## Written request
Please update the records from the line containing "Task: Tag the fallen branch" through the end of the records, changing "fallen branch" to "broken branch" and leaving everything else the same. Give only those lines.

## Material

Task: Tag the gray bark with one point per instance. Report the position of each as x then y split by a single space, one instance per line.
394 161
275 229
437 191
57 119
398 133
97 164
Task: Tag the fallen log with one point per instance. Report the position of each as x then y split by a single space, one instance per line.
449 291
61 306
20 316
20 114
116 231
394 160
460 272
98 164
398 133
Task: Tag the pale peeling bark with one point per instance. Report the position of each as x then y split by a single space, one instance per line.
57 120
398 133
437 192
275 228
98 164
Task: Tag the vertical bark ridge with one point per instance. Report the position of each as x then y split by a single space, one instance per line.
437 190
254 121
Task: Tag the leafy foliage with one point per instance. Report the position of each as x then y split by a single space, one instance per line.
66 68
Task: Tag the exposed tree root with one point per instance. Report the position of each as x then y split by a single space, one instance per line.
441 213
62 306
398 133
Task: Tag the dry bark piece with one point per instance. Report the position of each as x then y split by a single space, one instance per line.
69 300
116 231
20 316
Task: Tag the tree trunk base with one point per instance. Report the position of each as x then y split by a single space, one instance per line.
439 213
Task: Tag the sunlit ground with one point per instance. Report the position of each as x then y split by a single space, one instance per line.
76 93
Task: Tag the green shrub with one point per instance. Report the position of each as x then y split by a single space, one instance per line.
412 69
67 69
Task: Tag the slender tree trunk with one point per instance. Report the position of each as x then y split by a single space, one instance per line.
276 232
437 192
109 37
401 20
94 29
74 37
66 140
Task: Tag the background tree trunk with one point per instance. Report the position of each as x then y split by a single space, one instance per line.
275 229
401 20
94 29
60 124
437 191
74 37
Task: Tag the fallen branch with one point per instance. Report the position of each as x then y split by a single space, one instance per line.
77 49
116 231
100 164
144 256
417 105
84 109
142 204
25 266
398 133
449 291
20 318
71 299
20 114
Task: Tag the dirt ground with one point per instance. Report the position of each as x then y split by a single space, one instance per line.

## Solution to this problem
Task: Tag the broken branch with one point per instance. Report the position of each as x then y split by a single space, one instance per line.
77 49
116 231
100 164
144 256
417 105
84 109
142 204
25 266
398 133
449 291
20 318
71 299
20 114
Task: Tag the dirt ground with one point per instance. Report the position of each as x then y split by a single space, one instance per line.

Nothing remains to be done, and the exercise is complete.